▸ **Exercise task**:
Present the lines from the one containing "Batch processing job — object class: bare" through the last line of the items as a JSON list of strings, one string per line, with blank lines omitted.

▸ **Records shown**:
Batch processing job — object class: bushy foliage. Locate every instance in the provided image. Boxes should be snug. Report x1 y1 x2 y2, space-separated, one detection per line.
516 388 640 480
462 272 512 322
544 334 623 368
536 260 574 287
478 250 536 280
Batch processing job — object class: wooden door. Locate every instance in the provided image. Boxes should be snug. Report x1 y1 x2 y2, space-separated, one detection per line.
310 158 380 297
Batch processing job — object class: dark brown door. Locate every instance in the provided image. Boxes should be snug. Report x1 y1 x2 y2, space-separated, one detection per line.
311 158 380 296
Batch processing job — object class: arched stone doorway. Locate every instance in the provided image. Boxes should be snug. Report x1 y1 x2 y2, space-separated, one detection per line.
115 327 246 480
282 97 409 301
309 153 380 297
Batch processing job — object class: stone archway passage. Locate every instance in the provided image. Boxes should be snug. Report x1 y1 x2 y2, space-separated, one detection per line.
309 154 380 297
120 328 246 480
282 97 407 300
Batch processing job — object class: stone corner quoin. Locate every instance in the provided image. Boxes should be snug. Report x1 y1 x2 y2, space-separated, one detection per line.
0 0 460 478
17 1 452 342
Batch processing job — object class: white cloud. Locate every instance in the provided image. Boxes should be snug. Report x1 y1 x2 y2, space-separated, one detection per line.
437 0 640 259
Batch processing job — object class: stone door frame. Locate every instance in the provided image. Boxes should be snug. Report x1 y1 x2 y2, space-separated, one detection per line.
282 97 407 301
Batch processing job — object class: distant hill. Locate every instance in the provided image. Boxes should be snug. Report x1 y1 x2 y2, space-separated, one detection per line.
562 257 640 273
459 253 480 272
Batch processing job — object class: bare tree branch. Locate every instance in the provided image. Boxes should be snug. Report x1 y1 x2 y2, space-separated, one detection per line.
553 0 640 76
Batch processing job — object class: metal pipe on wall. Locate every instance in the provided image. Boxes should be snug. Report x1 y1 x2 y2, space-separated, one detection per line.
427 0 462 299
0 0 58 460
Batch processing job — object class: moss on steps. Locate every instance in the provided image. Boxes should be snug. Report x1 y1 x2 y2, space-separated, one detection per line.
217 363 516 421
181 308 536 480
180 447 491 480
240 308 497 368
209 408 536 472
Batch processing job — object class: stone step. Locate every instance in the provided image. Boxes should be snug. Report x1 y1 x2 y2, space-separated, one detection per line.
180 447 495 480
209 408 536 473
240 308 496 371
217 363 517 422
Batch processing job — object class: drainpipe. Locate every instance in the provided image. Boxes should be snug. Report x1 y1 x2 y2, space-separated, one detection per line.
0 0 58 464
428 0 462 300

▸ **Solution to this task**:
[
  "Batch processing job — object class: bare tree branch. Locate every instance in the provided image. Boxes should be snug. Report x1 y1 x2 y2, space-separated, one detection per line.",
  "553 0 640 76",
  "Batch processing job — object class: metal pipe on wall. Locate every instance in the provided image. Boxes should be snug. Report x1 y1 x2 y2, space-separated, one detection per line.",
  "427 0 462 299",
  "0 0 58 460",
  "Batch processing job — object class: moss on steps. Locate every instance in the provided image. Boxes should be snug. Report x1 y1 x2 y2, space-separated, one detection per line.",
  "217 363 516 421",
  "181 308 536 480",
  "180 447 491 480",
  "240 308 497 368",
  "209 408 536 472",
  "Batch processing job — object class: stone step. Locate every instance in the provided image. Boxes should be snug. Report x1 y1 x2 y2, space-separated, one detection per line.",
  "180 447 495 480",
  "209 408 536 473",
  "240 308 496 371",
  "217 363 517 422",
  "Batch processing job — object class: drainpipe. Locate every instance in the provided image. Boxes should be snug. Report x1 y1 x2 y2, space-separated, one detection per line.",
  "0 0 58 464",
  "428 0 462 300"
]